**TRAVAIL DEMANDÉ:**
#1 Recopiez mot pour mot, dans le texte sur Tanya Lopert, le passage allant de « Que la lumière » à « mouvements des autres. ».
#2 Poursuivez le texte consacré à Tanya Lopert à partir de sa dernière phrase.

Tanya Lopert nous raconte sa drôle de vie d’actrice au contact des géants du cinéma.


Que la lumière est difficile à atteindre ! Que lui a-t-il manqué pour « exploser », pour accéder enfin au statut de comédienne reconnue et adulée ? Du caractère, de la persévérance, de la chance, une volonté farouche et obstinée d’arracher les rôles, d’alpaguer les réalisateurs, de réussir coûte que coûte, de croire en sa bonne étoile et de tracer son chemin imperturbable aux mouvements des autres.


Et cependant, Tanya Lopert, Franco-américaine née à New York en 1942 ne manque ni de chien, ni d’audace, de fragilité et d’éclat également ; malgré une carrière honorable, elle se qualifie elle-même de comédienne ratée dans ses mémoires qui paraissent ce printemps à l’Archipel avec une préface de Danièle Thompson, son amie fidèle. Vous la connaissez, son visage ne vous est pas inconnu.

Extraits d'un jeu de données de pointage
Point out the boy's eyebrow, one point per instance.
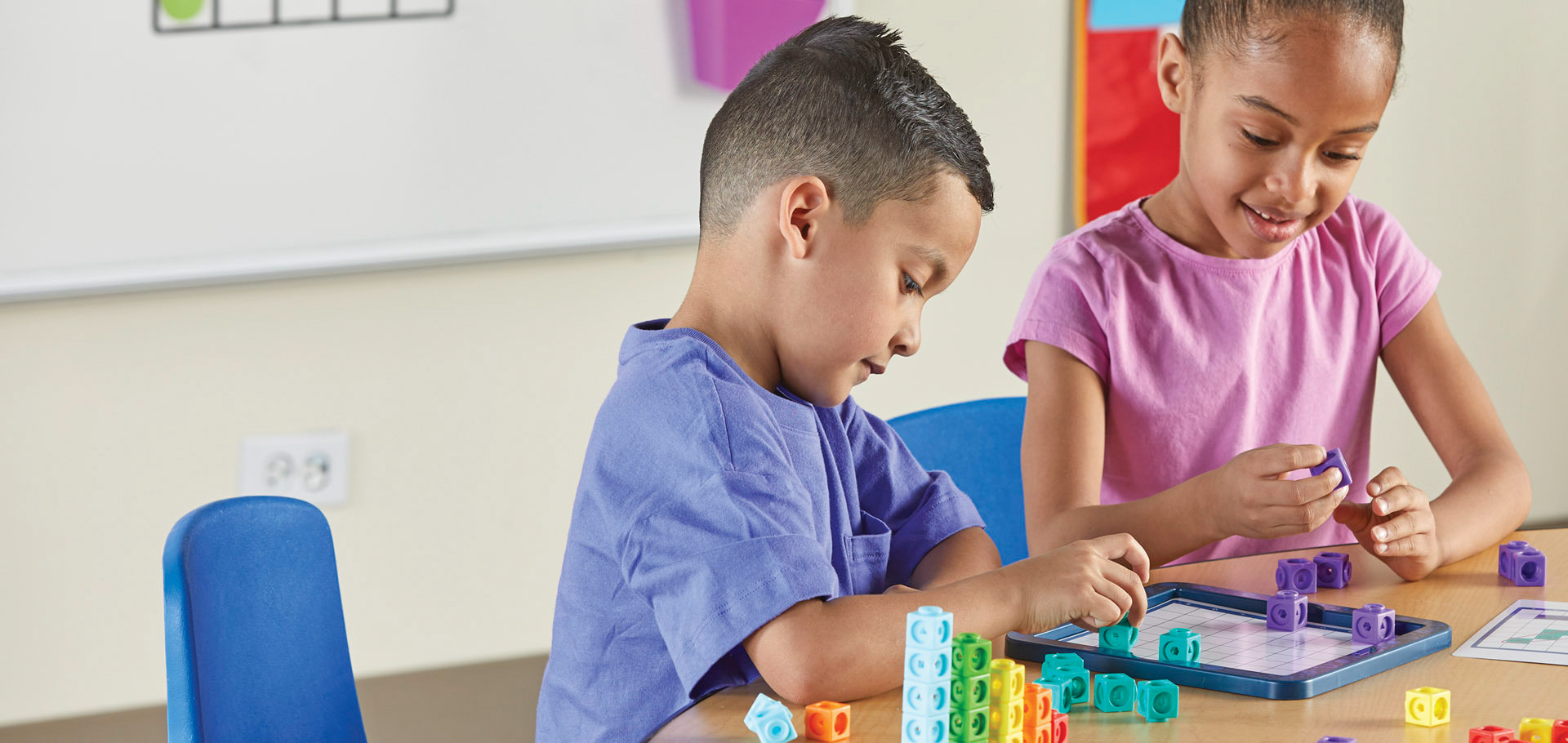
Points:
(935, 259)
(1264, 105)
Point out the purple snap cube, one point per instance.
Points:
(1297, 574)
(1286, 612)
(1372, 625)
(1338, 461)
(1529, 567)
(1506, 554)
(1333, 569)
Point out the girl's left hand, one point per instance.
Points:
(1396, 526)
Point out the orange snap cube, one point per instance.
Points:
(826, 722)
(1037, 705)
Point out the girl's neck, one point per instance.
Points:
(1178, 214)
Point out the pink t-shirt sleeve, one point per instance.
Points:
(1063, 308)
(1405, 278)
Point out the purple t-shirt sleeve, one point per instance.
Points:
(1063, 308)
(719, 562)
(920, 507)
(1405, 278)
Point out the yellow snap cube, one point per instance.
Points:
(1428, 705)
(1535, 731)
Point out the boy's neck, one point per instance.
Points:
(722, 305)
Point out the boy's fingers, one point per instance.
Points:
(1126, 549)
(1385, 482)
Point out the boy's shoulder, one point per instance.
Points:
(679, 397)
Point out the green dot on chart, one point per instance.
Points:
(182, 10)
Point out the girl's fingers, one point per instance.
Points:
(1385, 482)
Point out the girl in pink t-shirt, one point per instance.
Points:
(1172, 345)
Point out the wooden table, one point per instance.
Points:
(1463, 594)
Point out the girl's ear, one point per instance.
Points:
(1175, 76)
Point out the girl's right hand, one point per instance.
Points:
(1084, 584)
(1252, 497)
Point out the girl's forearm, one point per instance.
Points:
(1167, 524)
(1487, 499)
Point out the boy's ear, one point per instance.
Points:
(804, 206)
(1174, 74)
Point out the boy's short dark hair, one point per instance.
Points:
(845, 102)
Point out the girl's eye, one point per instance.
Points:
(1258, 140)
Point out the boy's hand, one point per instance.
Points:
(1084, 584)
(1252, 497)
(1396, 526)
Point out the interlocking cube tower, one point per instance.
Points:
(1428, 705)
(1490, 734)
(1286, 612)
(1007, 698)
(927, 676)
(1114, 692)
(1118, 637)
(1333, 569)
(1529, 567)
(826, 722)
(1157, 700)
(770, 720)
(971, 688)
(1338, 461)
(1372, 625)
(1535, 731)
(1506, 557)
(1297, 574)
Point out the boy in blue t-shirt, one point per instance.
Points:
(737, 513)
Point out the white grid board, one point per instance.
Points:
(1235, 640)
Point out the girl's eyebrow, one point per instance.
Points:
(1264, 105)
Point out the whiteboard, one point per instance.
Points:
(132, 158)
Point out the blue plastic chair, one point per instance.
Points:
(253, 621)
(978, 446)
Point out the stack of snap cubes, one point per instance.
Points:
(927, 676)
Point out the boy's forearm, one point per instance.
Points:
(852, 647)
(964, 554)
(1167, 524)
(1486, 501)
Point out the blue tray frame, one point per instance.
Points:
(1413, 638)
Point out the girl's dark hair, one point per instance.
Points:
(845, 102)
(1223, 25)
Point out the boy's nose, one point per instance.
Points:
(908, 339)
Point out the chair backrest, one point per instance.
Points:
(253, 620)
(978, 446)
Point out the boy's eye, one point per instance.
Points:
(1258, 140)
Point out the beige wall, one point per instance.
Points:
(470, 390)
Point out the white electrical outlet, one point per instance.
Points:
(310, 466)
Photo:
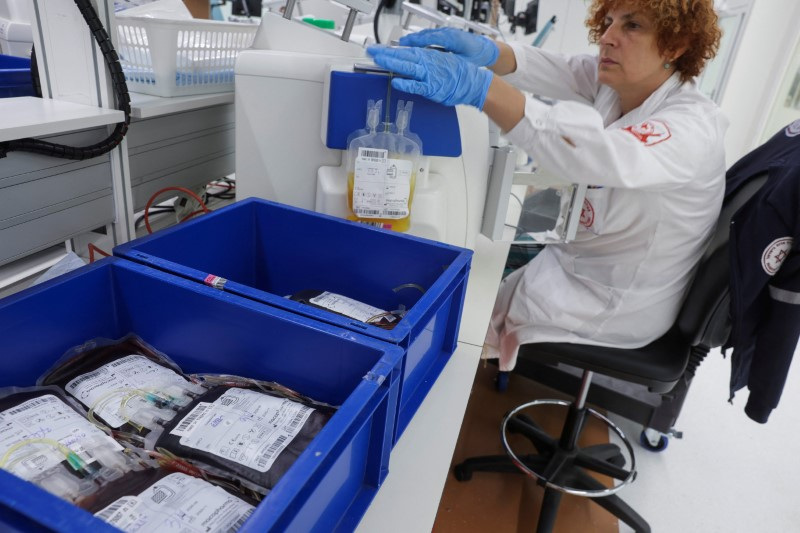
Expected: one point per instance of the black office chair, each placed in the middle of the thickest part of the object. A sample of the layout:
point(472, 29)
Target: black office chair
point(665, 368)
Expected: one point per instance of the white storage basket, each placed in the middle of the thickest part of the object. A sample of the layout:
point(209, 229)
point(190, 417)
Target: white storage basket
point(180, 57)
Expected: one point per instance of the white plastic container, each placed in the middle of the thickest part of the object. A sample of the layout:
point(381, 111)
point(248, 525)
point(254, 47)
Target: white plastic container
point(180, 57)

**RÉPONSES:**
#1
Que la lumière est difficile à atteindre ! Que lui a-t-il manqué pour « exploser », pour accéder enfin au statut de comédienne reconnue et adulée ? Du caractère, de la persévérance, de la chance, une volonté farouche et obstinée d’arracher les rôles, d’alpaguer les réalisateurs, de réussir coûte que coûte, de croire en sa bonne étoile et de tracer son chemin imperturbable aux mouvements des autres.

#2
Fausse ingénue ou vamp neurasthénique

Vous l’avez forcément vue dans quelques productions internationales et comédies françaises des années 1970, chez de Broca et surtout chez Lelouch. Ne la confondez pas avec sa presque homonyme, Tanya Roberts, James Bond girl disparue récemment qui paradait au bras de Roger Moore dans « Dangereusement vôtre ». Tanya Lopert est une grande gigue auburn aux yeux tristes, une Barbra Streisand filiforme à l’humour désaxé, une rigolote intello au sourire mélancolique, capable de jouer aussi bien les nunuches érotiques que les tragédiennes possédées. Une blonde choucroutée en maillot deux pièces, fascinante en fausse ingénue ou en vamp neurasthénique, qui touche par son innocence bafouée et son côté élève appliquée.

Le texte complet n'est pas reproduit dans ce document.